Task description
Select every line of the records below that contains the word "rear" and copy those lines out.

Recorded information
________________________

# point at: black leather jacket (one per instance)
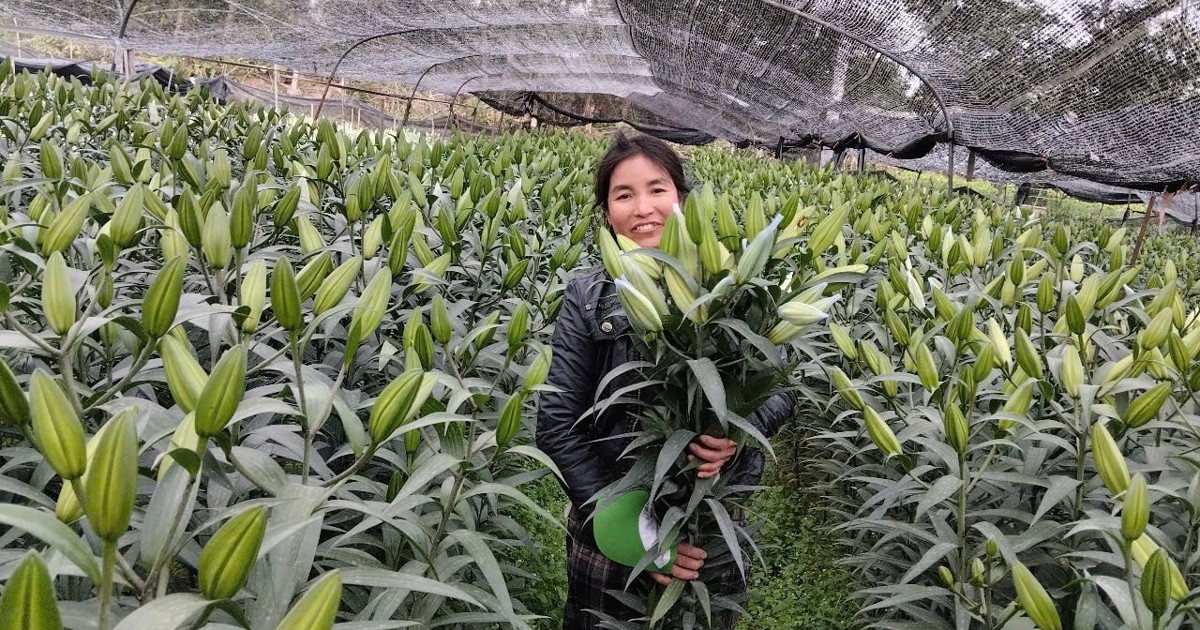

________________________

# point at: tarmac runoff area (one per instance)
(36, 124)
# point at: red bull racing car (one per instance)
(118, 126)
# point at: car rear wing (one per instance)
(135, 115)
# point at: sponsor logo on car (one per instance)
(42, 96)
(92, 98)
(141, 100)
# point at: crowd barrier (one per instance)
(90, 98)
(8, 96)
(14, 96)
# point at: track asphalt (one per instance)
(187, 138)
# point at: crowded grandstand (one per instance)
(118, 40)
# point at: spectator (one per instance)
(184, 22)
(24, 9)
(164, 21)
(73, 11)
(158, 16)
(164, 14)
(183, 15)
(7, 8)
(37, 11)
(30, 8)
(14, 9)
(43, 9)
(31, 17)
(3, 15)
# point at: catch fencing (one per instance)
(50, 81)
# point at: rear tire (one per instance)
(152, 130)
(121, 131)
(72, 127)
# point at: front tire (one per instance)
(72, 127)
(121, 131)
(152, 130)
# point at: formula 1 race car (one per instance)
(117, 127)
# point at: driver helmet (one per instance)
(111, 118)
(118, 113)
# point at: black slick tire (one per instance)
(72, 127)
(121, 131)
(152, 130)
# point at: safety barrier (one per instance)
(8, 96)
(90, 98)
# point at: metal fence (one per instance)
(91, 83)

________________________

Solution
# point at: car rear wing (one per instance)
# point at: rear tire (one per instance)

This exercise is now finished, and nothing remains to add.